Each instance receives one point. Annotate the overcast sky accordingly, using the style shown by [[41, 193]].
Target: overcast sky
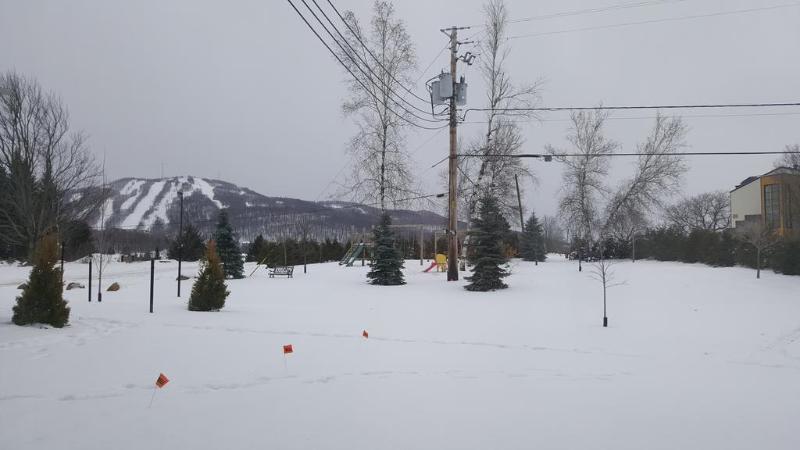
[[240, 90]]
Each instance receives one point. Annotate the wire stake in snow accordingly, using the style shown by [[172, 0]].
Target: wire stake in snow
[[161, 381]]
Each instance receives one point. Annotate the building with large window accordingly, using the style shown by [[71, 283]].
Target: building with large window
[[773, 199]]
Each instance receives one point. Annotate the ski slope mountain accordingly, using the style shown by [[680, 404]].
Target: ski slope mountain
[[154, 205]]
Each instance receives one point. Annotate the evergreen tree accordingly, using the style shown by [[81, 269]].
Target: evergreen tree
[[257, 249], [532, 241], [228, 248], [486, 244], [387, 266], [193, 246], [209, 291], [42, 299]]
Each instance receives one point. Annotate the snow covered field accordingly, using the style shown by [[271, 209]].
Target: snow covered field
[[694, 358]]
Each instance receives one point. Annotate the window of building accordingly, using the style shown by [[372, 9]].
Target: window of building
[[772, 205]]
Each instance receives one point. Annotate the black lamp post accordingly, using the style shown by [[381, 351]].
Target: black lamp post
[[180, 242]]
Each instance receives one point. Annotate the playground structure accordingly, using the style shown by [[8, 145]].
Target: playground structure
[[356, 251], [439, 262], [363, 249]]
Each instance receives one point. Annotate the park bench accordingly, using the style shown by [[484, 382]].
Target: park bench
[[281, 270]]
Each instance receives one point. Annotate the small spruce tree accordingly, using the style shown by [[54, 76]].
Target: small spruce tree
[[228, 248], [42, 299], [532, 241], [387, 266], [256, 249], [487, 250], [209, 291]]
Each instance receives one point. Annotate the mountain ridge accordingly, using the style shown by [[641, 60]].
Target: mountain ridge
[[153, 204]]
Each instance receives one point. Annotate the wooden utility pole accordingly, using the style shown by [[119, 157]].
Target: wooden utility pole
[[452, 232], [519, 202]]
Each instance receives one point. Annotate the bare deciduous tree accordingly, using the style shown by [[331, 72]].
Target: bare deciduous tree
[[48, 169], [496, 171], [382, 170], [709, 211], [759, 236], [602, 271], [790, 159], [584, 173], [553, 234], [658, 173]]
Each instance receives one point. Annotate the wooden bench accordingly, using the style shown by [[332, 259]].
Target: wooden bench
[[281, 270]]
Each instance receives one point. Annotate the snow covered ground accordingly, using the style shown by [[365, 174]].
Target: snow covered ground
[[694, 358]]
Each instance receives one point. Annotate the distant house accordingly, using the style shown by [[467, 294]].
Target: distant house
[[772, 199]]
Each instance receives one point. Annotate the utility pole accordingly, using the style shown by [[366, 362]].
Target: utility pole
[[452, 232], [519, 202]]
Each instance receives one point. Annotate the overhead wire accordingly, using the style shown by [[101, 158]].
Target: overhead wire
[[358, 80], [355, 52], [652, 21], [579, 12], [360, 69], [358, 38], [635, 107]]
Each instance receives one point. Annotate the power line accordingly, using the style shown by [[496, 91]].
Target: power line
[[360, 69], [561, 155], [369, 51], [548, 156], [355, 77], [652, 21], [690, 116], [386, 85], [636, 107], [617, 7]]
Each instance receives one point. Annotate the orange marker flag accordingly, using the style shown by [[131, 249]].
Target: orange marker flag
[[162, 380]]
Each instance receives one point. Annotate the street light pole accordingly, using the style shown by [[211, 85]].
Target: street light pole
[[180, 241]]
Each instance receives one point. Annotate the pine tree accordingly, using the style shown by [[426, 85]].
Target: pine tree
[[227, 247], [193, 246], [532, 241], [42, 299], [256, 250], [387, 266], [209, 291], [487, 249]]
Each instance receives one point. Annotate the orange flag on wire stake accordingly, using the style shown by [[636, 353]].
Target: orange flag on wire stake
[[161, 381]]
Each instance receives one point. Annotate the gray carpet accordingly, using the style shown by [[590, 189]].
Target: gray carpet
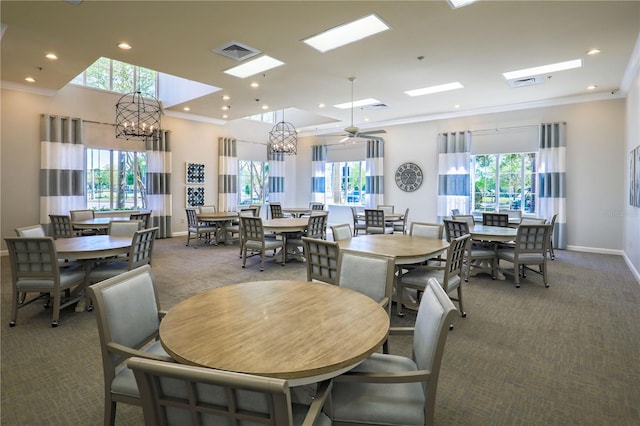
[[564, 355]]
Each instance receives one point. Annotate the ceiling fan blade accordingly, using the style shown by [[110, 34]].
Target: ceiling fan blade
[[372, 132]]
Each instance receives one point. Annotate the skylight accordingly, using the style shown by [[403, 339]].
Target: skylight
[[253, 67], [434, 89], [362, 102], [543, 69], [347, 33]]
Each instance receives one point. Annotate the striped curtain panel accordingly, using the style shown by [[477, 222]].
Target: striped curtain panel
[[227, 174], [276, 177], [159, 182], [318, 161], [374, 164], [552, 192], [454, 180], [62, 174]]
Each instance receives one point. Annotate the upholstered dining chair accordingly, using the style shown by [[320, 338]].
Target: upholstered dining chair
[[31, 231], [34, 269], [475, 252], [177, 394], [143, 217], [276, 210], [449, 276], [140, 254], [255, 242], [358, 224], [78, 215], [375, 222], [124, 228], [387, 208], [200, 230], [396, 390], [530, 248], [61, 226], [321, 259], [401, 226], [370, 274], [341, 232], [128, 315], [495, 219]]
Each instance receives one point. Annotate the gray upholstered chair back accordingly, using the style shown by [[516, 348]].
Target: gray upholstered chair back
[[495, 219], [366, 273], [322, 259], [31, 231], [81, 214], [341, 232], [124, 228], [175, 394], [61, 226], [432, 326]]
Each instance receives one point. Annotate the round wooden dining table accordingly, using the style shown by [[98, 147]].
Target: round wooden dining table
[[302, 331], [92, 247], [405, 249]]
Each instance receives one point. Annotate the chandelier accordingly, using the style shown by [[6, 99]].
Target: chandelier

PROMPT - In the records, locate each line holding the string "chandelier" and copy it.

ANSWER BOX -
Each instance receives one point. Annotate the chandelier accordingly, using the style shown by [[6, 99]].
Target: chandelier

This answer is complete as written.